*Problem details*.
Rewrite the listing starting with the line containing "the calm water." and going on through the line containing "[197,254,350,283]", replacing "boat deck" with "boat cabin" and leaving everything else unchanged. Return only those lines.

*Supplied material*.
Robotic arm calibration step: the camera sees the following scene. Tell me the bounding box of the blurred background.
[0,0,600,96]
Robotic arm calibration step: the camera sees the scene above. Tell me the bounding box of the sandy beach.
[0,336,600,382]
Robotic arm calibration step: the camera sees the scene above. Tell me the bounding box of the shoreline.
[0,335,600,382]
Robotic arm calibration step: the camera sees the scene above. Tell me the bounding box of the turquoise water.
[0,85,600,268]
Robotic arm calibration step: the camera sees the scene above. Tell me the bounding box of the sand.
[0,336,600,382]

==

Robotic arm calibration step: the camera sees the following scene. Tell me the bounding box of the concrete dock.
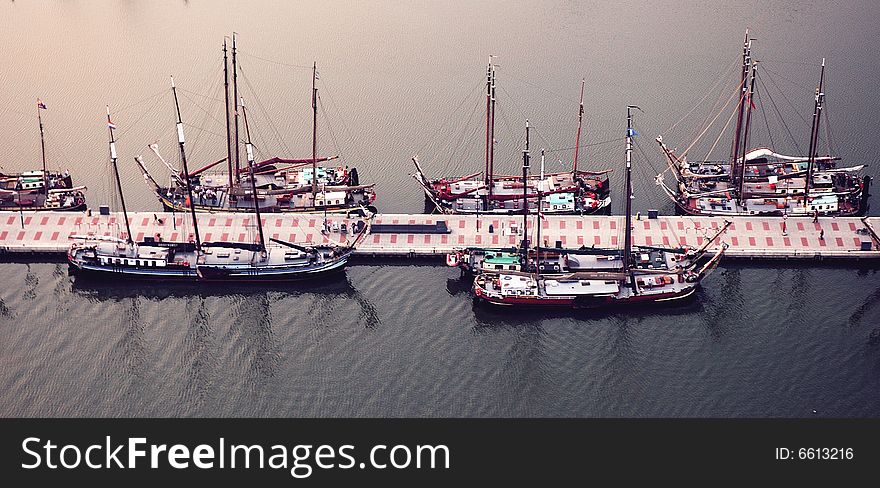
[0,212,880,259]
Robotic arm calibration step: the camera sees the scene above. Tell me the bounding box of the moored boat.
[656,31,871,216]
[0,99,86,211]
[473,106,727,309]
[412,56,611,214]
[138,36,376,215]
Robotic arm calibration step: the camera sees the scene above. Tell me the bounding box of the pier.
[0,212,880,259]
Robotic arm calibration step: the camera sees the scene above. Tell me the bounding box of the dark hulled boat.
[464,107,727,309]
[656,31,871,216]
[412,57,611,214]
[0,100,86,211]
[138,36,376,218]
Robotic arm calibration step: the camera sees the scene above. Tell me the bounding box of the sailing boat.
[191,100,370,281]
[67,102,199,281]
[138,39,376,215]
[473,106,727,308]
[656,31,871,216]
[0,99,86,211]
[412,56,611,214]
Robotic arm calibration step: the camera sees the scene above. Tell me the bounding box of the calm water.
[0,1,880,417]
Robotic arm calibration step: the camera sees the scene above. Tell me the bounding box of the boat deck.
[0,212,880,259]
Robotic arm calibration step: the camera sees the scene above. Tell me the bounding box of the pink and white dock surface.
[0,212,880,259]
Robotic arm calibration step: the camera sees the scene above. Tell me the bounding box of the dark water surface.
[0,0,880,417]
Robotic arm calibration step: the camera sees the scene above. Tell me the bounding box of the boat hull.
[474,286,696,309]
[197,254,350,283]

*Response to the exercise*.
Robotic arm calibration step: the camera sees the scene above. Tell me the bounding box of the calm water.
[0,1,880,417]
Robotic arm calibration step: the camera sees the scene above. Tell me the bounding box of the boat cabin.
[0,212,880,259]
Robotic arm calibration step: the camera sees the scene above. Tell me the bounding box of the pink and white dock surface.
[0,212,880,259]
Robotic arm calibration step: the camera sees the scene above. Tell me the bounding box of the dark water surface.
[0,0,880,417]
Robotic arm calibration step: the camera sees the scene above. Tell me the bounding box of the boat hull.
[474,286,696,309]
[197,254,350,283]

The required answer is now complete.